## GECITEERDE TEKST
- - -
ECLI:NL:HR:2021:459

Hoge Raad

Datum uitspraak
30 maart 2021
Publicatiedatum
25 maart 2021
Zaaknummer
19/01747
Instantie
Hoge Raad
Type
Uitspraak
Rechtsgebied
Strafrecht
Procedures
  • Cassatie
Vindplaatsen
  • Rechtspraak.nl
AI samenvatting door LexboostAutomatisch gegenereerd

Cassatie over motivering TBS en vervangende hechtenis bij schadevergoedingsmaatregel

In deze zaak heeft de Hoge Raad op 30 maart 2021 uitspraak gedaan in een cassatieprocedure tegen een arrest van het gerechtshof Arnhem-Leeuwarden van 28 maart 2019. De verdachte, geboren in 1992, had beroep ingesteld tegen de uitspraak van het hof. De advocaat R.P. Snorn heeft namens de verdachte cassatiemiddelen voorgesteld. De advocaat-generaal T.N.B.M. Spronken heeft geconcludeerd tot vernietiging van de bestreden uitspraak, maar uitsluitend wat betreft de strafoplegging en de toepassing van vervangende hechtenis bij de schadevergoedingsmaatregel.
- - -
## SCHRIFTELIJKE OPGAVE
Welke volledige datums, met dag, maand en jaar, staan in de geciteerde tekst hierboven? Noem elke datum één keer.
- - -
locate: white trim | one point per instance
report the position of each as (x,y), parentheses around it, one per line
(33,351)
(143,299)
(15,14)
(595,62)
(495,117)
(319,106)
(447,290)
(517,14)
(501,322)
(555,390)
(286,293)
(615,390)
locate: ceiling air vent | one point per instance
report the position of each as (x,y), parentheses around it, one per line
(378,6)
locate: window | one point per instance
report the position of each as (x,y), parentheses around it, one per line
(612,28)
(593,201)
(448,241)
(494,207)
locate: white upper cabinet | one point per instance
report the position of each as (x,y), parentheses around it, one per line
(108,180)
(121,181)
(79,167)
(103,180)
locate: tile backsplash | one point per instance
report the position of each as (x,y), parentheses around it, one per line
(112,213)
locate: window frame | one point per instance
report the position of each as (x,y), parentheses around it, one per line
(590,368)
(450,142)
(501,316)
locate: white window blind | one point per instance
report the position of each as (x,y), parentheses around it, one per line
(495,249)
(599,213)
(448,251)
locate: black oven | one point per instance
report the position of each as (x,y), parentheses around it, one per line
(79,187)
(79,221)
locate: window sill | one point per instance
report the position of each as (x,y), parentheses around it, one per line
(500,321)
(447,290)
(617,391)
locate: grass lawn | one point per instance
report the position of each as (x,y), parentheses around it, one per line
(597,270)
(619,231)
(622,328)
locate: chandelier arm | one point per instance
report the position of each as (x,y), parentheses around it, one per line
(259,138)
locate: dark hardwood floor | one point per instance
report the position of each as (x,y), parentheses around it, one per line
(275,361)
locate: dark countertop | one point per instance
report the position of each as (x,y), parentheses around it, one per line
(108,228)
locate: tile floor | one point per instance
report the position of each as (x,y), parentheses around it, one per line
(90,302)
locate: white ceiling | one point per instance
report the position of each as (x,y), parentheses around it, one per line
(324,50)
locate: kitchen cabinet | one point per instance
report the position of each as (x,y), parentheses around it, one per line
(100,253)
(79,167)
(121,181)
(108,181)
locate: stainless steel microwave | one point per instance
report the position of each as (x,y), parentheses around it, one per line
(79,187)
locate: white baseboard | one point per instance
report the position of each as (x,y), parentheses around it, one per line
- - -
## VOLLEDIG ANTWOORD
- 30 maart 2021
- 25 maart 2021
- 28 maart 2019